» **EXERCISE DETAILS**:
Render every line of the items as a JSON list of strings, one string per line, skipping blank lines and leaving out the pictures.

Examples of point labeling
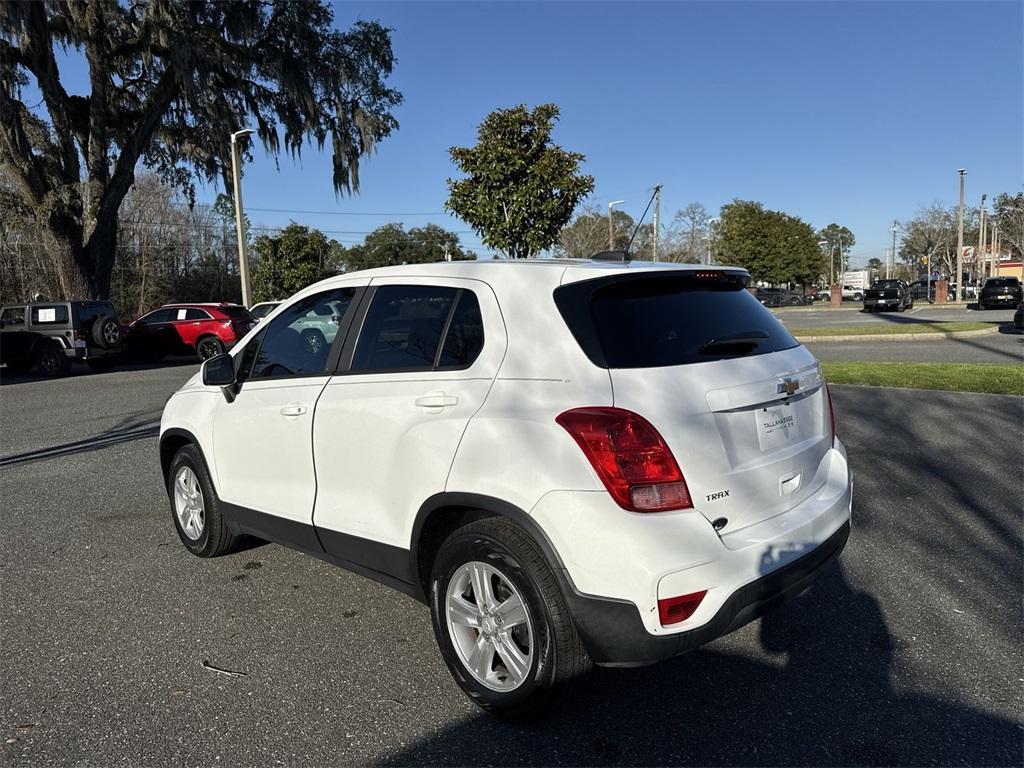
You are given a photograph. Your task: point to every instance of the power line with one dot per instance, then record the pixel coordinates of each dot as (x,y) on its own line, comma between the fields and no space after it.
(321,213)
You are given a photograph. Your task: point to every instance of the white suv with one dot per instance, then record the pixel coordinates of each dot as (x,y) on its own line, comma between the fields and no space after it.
(569,462)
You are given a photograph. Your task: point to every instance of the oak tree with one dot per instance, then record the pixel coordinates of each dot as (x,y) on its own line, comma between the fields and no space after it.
(168,82)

» **WRITTEN SOLUTION**:
[
  "You are given a photograph. Your task: point to every instance of the power line with one dot per instance, then record the pixel coordinates of each dot as (x,y) on its own line, comma between the fields and no space after it.",
  "(321,213)",
  "You are given a photograph. Your task: point to every instance of the white suv with one dot per instance, then record the pixel coordinates of each dot as (x,y) on its own line, comma between the fields and no space after it.",
  "(569,462)",
  "You are given a photograph. Your task: point to every instance of the oak tree with one dot per instance, then record the pixel coordinates of each dot as (x,y) on its own line, comma between the fields and no space after it.",
  "(168,82)"
]